#### [Page excerpt]
•••••
Friday, May 27, 2011

Value Studied



The top painting was the last painting in the Jennifer Balkan class, and I used all my new skills and mojo in it. It was a 45 minute pose using 4 values (I don't think I even used the lightest for a highlight) and also adding local color (red on hands, cheeks, etc) during the last few minutes. Although this is no Olympia, I felt good about it as I did it, because I am understanding the major concept here which is: identify and consolidate like values into one significant value and lay it in in a mass, connecting adjacent masses where possible. You do it for three value categories, then there is the highlight. The result is that the painting reads clearly. I think if you want to have powerful painting, this must be mastered. It is only one of the things that must be mastered, but if you don't get this one, I think it's all over. This is going to take some practice though.
Today I found a mourning dove in the street and brought it in to paint. They are so beautiful and soft with all the grays and roses and yellows. I wish I could have another go at her but I didn't think to refrigerate and now it's too late. I didn't get the correct values for the top of the breast, it isn't light enough and the form doesn't turn. So many colors - it needed simplification and I got caught up in the variety of them. This is an example of not identifying the values correctly because of color temptation!
•••••
#### [Objective]
Please write out the stretch of the painting post from "The top painting" through "some practice though." again, swapping "mojo" for "confidence".
•••••
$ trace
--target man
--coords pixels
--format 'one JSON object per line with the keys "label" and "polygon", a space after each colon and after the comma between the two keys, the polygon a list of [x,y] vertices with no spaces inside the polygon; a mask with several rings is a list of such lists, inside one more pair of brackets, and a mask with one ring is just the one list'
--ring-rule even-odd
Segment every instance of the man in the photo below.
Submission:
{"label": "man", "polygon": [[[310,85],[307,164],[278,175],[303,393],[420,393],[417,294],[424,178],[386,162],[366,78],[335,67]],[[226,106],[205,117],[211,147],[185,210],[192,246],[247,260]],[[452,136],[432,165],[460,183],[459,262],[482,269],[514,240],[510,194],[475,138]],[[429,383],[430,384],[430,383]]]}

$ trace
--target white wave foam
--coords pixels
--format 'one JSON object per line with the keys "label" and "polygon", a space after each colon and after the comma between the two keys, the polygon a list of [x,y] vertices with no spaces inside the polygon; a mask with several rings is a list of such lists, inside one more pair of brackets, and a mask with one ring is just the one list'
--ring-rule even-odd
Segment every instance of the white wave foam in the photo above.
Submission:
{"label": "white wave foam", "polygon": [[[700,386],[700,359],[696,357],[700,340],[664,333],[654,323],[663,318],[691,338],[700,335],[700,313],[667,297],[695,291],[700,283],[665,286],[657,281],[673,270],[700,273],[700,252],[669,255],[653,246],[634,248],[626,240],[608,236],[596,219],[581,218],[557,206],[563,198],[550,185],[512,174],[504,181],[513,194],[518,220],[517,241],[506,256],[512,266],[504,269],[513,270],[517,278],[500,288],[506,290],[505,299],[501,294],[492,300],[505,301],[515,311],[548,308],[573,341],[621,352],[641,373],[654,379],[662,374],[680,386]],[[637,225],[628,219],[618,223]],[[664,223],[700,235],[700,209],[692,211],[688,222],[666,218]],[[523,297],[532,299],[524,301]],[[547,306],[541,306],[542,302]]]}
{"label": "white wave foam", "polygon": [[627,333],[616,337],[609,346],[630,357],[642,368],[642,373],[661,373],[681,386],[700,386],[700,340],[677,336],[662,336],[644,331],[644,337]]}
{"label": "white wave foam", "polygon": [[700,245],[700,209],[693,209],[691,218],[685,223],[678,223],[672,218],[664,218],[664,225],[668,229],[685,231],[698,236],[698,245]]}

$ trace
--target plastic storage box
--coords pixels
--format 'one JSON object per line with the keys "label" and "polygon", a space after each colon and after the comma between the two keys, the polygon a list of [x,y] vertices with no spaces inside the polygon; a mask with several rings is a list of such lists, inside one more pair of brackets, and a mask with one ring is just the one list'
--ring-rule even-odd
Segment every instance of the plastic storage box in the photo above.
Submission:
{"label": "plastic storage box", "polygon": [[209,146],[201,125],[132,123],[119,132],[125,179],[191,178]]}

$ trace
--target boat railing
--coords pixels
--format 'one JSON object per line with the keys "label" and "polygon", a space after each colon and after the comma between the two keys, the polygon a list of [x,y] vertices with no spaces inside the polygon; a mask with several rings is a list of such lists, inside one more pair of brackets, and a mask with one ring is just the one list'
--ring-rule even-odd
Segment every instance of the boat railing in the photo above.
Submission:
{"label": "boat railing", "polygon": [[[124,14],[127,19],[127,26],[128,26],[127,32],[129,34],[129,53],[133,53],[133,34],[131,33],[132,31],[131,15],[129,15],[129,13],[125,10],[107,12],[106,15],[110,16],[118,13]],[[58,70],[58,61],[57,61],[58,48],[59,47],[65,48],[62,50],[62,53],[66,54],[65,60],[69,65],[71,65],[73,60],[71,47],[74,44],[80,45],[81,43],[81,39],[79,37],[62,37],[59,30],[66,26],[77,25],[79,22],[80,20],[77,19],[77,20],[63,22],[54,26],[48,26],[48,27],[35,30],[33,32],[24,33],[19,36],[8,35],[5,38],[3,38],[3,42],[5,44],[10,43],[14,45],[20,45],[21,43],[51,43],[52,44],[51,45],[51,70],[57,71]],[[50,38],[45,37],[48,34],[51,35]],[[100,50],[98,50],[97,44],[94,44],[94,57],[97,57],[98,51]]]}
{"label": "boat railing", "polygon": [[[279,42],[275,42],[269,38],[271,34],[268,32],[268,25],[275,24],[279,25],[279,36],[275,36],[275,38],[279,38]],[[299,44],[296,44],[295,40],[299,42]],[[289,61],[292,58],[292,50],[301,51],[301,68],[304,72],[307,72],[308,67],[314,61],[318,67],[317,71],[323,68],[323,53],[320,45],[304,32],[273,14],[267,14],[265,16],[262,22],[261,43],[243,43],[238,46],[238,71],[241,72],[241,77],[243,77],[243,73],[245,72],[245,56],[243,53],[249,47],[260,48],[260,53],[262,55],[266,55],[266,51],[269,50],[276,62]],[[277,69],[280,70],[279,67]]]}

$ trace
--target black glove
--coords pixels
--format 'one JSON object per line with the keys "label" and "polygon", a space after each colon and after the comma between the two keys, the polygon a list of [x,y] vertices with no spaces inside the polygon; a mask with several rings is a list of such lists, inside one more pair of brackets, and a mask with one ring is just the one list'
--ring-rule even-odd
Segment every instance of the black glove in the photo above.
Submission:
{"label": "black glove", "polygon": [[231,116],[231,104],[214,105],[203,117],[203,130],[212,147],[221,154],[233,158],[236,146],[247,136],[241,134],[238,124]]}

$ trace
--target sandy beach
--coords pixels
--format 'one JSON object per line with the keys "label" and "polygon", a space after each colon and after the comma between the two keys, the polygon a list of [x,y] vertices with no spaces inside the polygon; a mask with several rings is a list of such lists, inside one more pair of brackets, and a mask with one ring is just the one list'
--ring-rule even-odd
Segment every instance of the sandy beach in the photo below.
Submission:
•••••
#### [Problem solution]
The top painting was the last painting in the Jennifer Balkan class, and I used all my new skills and confidence in it. It was a 45 minute pose using 4 values (I don't think I even used the lightest for a highlight) and also adding local color (red on hands, cheeks, etc) during the last few minutes. Although this is no Olympia, I felt good about it as I did it, because I am understanding the major concept here which is: identify and consolidate like values into one significant value and lay it in in a mass, connecting adjacent masses where possible. You do it for three value categories, then there is the highlight. The result is that the painting reads clearly. I think if you want to have powerful painting, this must be mastered. It is only one of the things that must be mastered, but if you don't get this one, I think it's all over. This is going to take some practice though.